>> START INPUT FOR THIS TASK
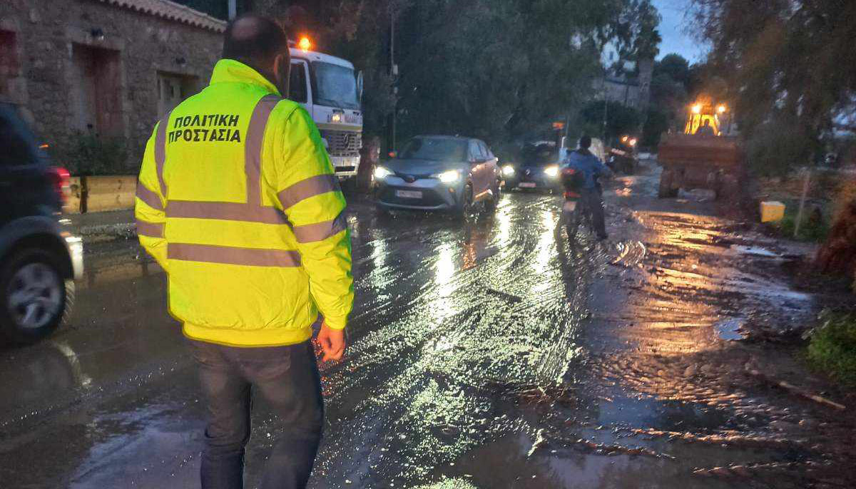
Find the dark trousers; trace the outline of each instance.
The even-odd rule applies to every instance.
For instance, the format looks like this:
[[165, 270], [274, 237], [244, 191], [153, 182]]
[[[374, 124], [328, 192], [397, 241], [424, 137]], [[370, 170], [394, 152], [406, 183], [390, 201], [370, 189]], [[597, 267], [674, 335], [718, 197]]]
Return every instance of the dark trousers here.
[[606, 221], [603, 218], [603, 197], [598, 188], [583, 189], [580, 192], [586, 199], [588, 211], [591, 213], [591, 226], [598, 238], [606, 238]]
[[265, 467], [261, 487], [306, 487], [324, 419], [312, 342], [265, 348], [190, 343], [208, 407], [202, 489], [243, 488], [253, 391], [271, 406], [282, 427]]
>> END INPUT FOR THIS TASK
>> START INPUT FOR THIS TASK
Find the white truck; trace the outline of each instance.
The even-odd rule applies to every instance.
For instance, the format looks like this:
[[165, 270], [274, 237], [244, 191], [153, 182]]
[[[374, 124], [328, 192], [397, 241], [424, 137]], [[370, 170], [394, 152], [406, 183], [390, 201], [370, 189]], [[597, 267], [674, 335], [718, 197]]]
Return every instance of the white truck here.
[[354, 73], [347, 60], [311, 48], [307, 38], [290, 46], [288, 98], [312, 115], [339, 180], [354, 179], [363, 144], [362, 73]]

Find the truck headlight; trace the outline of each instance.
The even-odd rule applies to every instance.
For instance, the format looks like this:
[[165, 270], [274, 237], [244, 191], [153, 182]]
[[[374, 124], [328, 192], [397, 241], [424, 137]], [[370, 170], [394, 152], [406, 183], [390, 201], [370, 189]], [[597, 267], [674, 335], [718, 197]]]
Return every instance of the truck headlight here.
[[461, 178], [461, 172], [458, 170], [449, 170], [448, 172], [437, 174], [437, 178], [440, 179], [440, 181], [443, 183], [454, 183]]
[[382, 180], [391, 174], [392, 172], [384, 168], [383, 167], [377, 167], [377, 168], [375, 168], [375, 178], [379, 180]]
>> END INPUT FOR THIS TASK
>> START INPUT FOR THIS TASK
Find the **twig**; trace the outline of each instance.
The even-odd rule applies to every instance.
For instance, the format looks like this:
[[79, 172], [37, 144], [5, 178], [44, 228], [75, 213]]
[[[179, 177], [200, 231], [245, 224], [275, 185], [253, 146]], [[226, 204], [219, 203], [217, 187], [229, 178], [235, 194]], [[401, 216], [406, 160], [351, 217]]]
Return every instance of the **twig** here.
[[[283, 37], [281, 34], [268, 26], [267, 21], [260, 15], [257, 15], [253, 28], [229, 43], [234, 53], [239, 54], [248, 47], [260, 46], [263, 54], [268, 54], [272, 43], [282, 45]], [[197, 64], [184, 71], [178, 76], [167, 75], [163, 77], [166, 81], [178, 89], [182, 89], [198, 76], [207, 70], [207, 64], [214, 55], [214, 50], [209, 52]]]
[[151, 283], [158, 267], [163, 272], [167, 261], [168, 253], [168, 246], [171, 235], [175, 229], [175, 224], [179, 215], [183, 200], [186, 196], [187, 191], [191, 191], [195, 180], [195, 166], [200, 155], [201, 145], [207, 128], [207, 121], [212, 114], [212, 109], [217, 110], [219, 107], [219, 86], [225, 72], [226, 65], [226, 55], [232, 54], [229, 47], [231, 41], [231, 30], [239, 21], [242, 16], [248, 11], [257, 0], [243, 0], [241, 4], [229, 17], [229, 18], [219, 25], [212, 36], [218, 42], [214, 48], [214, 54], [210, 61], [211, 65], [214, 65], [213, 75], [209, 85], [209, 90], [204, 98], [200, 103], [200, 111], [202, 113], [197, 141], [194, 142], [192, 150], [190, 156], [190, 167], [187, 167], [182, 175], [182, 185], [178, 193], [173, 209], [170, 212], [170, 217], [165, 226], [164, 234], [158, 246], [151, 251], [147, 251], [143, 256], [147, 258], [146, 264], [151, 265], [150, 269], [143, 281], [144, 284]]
>> END INPUT FOR THIS TASK
## [INSTRUCTION]
Copy out the listing above, from the line holding "Find the truck" through the line holding "178], [379, 180]]", both lines included.

## [RESULT OF THIS TASK]
Find the truck headlight; trace the outline of each instance.
The even-odd rule applies to every instance.
For instance, the format looks like this:
[[165, 270], [274, 237], [244, 191], [153, 182]]
[[[374, 124], [328, 192], [397, 241], [424, 137]], [[370, 170], [394, 152], [406, 183], [390, 201], [370, 189]], [[597, 267], [674, 335], [718, 197]]]
Return every instance of the truck headlight here.
[[461, 178], [461, 172], [458, 170], [449, 170], [448, 172], [437, 174], [437, 178], [440, 179], [440, 181], [443, 183], [454, 183]]
[[382, 180], [391, 174], [392, 172], [384, 168], [383, 167], [377, 167], [377, 168], [375, 168], [375, 178], [379, 180]]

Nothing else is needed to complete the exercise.